▶ WRITTEN REQUEST 1:
Copy the forum thread on microworm cultures from "## Wookii (27" to "what so ever.", inclusive.

▶ TEXT EXCERPT:
# Microworm cultures



## Ajm200 (27 Mar 2022)

I’m thinking of starting a microworm culture for my Pygmy corys and ember tetras but as my husband struggles with the smell of repashy, green and the infusoria culture I started recently I need to find the least smelly option.

They really aren’t great at eating anything.  They take some micro food intended for fry but ignore pretty much everything else.  Here’s a shot of the live foods in one corner of that tank having a little dance off as they have nothing to fear from the fish and are breeding fast enough that can I harvest them for the other tank.

I’m hoping that smaller microworms and newly hatched  baby brine shrimp get them hunting and feeding

Any advice please


----------



## kammaroon (27 Mar 2022)

I have a tank with pygmy corys, clown killifish and neocaridina shrimp. I feed the tank mostly flakes, pellets and granules, occasionally micro worms and baby brine shrimp. I see the corys snuffling around but I don't see them go for the food specifically. I've had them for almost two years now, so they must be eating something.

I culture Walter worms with mashed potatoes and keep them below the tank in the lounge. They don't smell at all.


----------



## Wookii (27 Mar 2022)

I keep Grindal worms in damp coconut coir, fed on cat biscuits, it always amazes me that after almost 18 months it has no odour what so ever.

I have micro worms too - they do smell, but only when you take the lid off - but they are tiny, and not much good for anything but fry and the very tiniest of fish.

I have to say I’m amazed your Embers aren’t chowing down on those worms in your tank though! Maybe catch some and chop them smaller, and feed them with food you know your fish eat, and they may start seeing the worms as food.


----------



## Hanuman (28 Mar 2022)

I have cultured micro worms. It's a pain because you need a source of sugar (bread for example) and yeast. It can get messy and smelly. Plus they are extremely small.
So I switched to grindal worms. The best. The don't require as much attention as other worms and are much easier to take care of. I give them fish/frog food. I used to culture them in coconut coir but then switched to Scotch Bright green pads as I was getting annoyed by the coir. It also made things cleaner. I have a small pice of plastic on the pads and simply pick them up and dip them in the tank for feeding. Done. No coir dust or anything. I do change water every week though. But that's a 5 minute process.


----------



## Conort2 (28 Mar 2022)

▶ AVAILABLE DATA:
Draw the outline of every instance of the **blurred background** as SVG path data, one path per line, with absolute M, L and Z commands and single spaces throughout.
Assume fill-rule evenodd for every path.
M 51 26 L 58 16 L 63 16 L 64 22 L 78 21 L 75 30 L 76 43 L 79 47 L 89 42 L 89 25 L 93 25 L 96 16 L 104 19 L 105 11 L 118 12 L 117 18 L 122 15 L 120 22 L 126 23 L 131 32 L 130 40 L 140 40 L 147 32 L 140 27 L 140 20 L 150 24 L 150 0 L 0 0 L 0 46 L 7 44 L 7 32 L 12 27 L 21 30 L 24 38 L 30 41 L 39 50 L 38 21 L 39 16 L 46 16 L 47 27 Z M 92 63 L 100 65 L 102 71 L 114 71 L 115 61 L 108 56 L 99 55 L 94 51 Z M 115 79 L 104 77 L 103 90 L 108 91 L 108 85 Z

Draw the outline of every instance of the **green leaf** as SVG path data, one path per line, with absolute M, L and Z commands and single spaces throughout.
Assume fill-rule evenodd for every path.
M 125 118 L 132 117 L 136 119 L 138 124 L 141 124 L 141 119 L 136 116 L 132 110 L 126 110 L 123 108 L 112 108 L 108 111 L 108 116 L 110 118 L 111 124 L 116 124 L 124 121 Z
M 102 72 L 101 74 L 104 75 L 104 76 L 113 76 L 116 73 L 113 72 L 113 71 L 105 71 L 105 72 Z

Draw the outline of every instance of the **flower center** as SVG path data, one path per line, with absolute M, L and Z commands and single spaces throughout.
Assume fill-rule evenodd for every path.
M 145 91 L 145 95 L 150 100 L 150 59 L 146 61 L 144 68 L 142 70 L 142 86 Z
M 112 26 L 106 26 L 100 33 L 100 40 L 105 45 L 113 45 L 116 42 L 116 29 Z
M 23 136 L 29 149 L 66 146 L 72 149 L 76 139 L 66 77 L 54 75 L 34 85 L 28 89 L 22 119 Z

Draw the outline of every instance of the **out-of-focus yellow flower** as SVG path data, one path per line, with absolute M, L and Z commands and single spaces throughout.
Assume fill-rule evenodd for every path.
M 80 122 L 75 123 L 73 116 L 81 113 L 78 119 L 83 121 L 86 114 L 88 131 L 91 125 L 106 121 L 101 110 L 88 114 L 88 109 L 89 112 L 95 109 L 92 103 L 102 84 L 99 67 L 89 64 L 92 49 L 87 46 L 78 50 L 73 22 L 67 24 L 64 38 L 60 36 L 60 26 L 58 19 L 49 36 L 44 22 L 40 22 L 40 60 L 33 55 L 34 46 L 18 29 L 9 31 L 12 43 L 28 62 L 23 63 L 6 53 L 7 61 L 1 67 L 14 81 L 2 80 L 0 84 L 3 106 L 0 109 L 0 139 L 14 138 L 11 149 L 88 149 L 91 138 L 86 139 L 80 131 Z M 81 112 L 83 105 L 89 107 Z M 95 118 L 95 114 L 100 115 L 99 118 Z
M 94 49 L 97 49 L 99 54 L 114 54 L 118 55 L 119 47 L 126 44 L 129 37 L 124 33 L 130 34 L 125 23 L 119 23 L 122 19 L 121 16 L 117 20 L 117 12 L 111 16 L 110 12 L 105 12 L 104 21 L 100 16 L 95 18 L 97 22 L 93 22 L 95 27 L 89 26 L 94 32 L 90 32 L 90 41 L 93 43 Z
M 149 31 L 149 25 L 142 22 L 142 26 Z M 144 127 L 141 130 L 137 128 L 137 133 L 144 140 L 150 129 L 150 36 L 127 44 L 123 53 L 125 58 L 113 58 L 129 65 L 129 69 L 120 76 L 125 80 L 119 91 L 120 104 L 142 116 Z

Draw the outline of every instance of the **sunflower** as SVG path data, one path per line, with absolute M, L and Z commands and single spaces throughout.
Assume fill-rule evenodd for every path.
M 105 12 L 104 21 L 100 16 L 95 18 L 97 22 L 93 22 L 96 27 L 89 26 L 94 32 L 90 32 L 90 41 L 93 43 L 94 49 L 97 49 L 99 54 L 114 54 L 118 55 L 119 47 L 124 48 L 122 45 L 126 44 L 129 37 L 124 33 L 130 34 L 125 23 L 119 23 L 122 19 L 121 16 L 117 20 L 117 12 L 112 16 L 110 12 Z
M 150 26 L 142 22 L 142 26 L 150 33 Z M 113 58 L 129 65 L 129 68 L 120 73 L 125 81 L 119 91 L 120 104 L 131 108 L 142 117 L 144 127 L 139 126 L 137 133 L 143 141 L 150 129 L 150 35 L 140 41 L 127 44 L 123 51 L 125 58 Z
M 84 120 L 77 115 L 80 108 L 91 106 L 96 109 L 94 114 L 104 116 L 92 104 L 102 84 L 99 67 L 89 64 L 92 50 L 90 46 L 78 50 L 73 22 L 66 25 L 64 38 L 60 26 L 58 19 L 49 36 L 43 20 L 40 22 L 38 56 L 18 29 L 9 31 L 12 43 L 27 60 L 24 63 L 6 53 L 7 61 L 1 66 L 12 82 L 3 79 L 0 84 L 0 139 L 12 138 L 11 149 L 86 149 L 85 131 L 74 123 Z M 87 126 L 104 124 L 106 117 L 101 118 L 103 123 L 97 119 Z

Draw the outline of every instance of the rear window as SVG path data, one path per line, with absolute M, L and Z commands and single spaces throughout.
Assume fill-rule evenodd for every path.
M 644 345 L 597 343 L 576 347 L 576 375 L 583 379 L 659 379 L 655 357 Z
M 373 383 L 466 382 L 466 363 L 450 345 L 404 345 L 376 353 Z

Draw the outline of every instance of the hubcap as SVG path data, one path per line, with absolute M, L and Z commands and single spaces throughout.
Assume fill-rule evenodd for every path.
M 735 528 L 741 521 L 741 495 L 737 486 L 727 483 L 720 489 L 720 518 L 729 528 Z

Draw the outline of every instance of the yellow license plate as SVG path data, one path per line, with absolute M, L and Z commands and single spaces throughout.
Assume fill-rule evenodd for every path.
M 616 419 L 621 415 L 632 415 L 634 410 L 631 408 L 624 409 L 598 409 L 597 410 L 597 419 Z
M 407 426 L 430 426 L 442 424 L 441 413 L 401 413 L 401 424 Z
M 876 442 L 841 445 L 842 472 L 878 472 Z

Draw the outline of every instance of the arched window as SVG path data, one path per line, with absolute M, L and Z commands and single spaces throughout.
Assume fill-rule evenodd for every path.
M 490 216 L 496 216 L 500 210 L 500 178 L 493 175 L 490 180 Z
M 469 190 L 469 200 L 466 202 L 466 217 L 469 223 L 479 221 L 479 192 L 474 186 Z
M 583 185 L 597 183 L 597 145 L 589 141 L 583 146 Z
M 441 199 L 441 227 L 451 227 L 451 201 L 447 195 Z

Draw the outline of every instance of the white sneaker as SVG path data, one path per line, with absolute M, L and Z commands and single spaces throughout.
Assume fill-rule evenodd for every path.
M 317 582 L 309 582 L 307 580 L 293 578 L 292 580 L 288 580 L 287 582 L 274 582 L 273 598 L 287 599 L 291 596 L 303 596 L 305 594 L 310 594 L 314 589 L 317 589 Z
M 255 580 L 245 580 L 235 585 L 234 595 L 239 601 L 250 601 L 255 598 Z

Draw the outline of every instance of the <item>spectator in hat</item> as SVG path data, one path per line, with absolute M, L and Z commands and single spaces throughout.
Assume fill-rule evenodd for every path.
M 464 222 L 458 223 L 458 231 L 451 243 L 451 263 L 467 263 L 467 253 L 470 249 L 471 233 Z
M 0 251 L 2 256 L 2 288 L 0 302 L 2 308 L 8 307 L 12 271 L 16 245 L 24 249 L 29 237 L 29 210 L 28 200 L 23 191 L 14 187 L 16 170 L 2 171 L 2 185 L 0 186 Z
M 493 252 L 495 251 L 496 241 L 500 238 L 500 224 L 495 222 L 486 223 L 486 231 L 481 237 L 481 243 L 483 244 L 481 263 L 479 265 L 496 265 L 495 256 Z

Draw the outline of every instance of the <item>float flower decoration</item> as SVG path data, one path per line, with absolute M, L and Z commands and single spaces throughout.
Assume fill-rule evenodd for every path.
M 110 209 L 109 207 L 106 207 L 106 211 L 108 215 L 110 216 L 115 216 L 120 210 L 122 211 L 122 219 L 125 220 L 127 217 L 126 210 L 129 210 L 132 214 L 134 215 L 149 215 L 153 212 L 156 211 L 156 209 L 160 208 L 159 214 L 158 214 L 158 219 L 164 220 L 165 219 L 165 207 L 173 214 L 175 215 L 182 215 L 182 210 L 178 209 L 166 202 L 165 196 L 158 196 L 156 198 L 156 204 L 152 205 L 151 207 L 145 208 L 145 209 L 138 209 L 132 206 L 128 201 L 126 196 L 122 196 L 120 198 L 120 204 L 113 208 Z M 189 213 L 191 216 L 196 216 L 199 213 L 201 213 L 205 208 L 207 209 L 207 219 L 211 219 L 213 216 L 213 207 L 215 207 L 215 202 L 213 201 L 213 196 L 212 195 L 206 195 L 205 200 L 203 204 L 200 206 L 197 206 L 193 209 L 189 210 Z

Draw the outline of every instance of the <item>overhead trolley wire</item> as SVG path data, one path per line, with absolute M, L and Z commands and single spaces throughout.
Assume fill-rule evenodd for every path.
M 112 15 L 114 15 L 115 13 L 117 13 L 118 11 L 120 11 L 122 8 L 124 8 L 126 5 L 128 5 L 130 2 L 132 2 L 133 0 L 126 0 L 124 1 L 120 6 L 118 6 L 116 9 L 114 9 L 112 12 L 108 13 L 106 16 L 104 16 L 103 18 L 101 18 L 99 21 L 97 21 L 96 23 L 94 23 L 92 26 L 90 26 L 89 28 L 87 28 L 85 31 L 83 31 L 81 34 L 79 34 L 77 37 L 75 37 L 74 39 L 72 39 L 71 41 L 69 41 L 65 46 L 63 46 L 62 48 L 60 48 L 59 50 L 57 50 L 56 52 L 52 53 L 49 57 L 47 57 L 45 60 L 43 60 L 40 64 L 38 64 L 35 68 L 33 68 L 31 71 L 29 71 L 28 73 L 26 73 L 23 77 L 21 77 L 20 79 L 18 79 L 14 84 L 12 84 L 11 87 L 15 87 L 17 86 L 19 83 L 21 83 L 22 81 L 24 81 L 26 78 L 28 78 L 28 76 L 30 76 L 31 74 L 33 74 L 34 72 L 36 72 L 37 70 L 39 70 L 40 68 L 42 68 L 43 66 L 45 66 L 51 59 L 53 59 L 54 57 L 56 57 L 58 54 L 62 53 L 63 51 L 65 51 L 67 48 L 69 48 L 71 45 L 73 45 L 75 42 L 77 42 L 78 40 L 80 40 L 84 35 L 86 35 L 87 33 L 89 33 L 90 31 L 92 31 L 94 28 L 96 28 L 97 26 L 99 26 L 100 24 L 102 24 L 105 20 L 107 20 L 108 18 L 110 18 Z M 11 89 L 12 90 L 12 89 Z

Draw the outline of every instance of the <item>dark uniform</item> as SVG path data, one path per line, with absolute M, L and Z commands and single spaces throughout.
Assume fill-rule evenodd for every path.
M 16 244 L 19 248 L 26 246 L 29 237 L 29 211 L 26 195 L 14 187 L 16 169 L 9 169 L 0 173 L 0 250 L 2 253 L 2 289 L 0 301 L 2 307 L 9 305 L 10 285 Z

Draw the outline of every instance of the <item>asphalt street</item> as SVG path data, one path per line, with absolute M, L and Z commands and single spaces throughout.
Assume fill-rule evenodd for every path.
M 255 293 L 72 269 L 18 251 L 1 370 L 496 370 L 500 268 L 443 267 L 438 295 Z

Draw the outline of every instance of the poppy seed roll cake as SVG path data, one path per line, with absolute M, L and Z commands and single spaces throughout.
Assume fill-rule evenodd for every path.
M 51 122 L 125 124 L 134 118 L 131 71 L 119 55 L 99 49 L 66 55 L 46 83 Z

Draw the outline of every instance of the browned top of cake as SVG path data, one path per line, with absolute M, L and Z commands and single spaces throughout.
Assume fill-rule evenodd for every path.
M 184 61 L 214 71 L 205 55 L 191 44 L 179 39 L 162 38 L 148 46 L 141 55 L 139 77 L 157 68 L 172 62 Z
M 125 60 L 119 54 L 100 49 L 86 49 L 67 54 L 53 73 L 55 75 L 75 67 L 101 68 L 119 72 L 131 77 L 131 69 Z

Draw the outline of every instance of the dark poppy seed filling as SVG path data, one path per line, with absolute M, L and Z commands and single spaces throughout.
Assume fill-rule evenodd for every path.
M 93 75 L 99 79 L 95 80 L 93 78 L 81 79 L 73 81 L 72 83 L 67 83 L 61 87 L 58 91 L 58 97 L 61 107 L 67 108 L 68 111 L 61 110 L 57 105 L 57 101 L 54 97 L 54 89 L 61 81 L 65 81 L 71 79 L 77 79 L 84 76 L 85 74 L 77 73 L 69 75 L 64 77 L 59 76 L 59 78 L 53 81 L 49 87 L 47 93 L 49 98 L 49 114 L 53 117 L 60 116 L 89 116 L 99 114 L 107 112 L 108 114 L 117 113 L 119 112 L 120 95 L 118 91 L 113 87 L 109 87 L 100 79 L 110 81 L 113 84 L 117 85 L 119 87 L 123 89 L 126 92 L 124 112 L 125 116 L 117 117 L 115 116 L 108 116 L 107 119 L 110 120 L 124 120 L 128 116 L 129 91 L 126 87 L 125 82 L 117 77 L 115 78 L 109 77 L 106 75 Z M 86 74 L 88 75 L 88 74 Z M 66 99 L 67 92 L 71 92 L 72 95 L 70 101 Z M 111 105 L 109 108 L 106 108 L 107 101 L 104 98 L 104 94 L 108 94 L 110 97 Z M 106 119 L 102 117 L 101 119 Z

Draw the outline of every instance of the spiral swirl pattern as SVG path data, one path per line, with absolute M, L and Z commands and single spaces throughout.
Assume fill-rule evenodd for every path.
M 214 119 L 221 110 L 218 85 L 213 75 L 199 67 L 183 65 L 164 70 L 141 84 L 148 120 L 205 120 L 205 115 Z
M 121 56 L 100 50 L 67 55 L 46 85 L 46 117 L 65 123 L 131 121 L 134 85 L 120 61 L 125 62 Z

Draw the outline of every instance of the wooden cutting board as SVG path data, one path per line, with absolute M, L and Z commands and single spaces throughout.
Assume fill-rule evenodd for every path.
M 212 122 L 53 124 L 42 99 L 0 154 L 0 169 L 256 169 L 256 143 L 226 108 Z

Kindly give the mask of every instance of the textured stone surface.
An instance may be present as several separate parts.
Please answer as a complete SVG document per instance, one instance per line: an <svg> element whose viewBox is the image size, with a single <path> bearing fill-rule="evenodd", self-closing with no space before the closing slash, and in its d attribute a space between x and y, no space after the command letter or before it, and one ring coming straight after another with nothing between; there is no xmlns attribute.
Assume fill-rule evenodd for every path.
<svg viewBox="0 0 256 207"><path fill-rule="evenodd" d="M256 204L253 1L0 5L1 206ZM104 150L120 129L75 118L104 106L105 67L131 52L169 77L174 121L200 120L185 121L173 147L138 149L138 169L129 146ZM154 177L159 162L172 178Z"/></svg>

▶ WRITTEN REQUEST 2:
Reproduce the lines of the records between the lines holding "Draw the outline of every instance of the yellow" and "M 616 419 L", inclusive, substituting "number plate" for "license plate" and leaving all else untouched.

▶ WRITTEN REPLY 1:
## Wookii (27 Mar 2022)

I keep Grindal worms in damp coconut coir, fed on cat biscuits, it always amazes me that after almost 18 months it has no odour what so ever.

▶ WRITTEN REPLY 2:
Draw the outline of every instance of the yellow number plate as SVG path data, one path per line, with absolute M, L and Z commands and single spaces throughout.
Assume fill-rule evenodd for every path.
M 616 419 L 621 415 L 632 415 L 634 410 L 631 408 L 624 409 L 598 409 L 597 410 L 597 419 Z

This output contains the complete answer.